[Natural language region descriptions]
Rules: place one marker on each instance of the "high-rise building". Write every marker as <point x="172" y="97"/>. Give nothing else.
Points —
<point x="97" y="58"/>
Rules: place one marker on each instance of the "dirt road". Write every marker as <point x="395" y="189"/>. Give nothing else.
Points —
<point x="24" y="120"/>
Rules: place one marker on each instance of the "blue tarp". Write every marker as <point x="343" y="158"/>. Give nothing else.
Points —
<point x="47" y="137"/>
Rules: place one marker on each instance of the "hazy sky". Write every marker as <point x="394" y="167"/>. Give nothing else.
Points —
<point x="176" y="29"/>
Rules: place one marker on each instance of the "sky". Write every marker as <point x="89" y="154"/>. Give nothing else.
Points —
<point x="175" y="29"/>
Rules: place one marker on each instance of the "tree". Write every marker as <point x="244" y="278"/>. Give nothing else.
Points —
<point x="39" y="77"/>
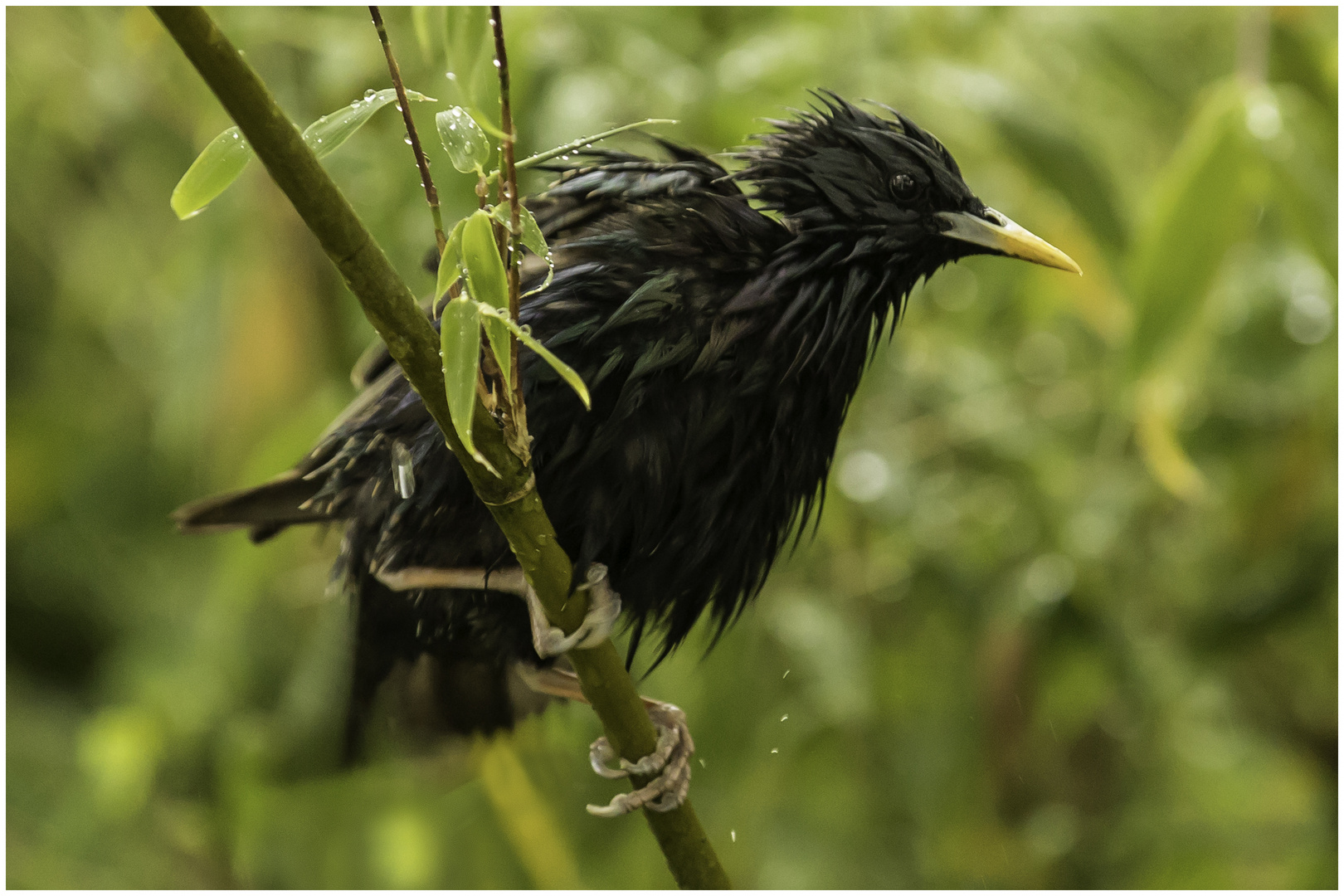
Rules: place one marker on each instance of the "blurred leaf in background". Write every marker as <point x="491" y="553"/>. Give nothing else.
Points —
<point x="1070" y="617"/>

▶ [EXERCISE DESCRIPTION]: Reproduce all of the data exactly, omitting each picture it holds.

▶ [EXERCISE OUTPUT]:
Rules: place one marker on each instance of the "high-rise building". Write every marker as <point x="172" y="97"/>. Give nothing else.
Points —
<point x="97" y="58"/>
Rules: place one marker on each instance of the "dirt road". Write every marker as <point x="395" y="189"/>. Give nothing else.
Points —
<point x="24" y="120"/>
Rules: place one marker on each instance of the "blue tarp". Write every marker as <point x="343" y="158"/>. Give nothing else.
Points —
<point x="47" y="137"/>
Rules: place one marker on each instance of the "hazy sky". Write every marker as <point x="394" y="167"/>. Give nothing else.
Points —
<point x="176" y="29"/>
Rules: place one marker on each instance of the "sky". Write every marker as <point x="89" y="154"/>. Give nothing else.
Points —
<point x="175" y="29"/>
Rules: place one marker on each instance of the "tree". Write every marker as <point x="244" y="278"/>. Give nothing else.
Points —
<point x="39" y="77"/>
Rules: place one marker on each instance of the "blurred leaf in background". Write every marker as <point x="491" y="553"/>. Give nothing else.
Points —
<point x="1070" y="617"/>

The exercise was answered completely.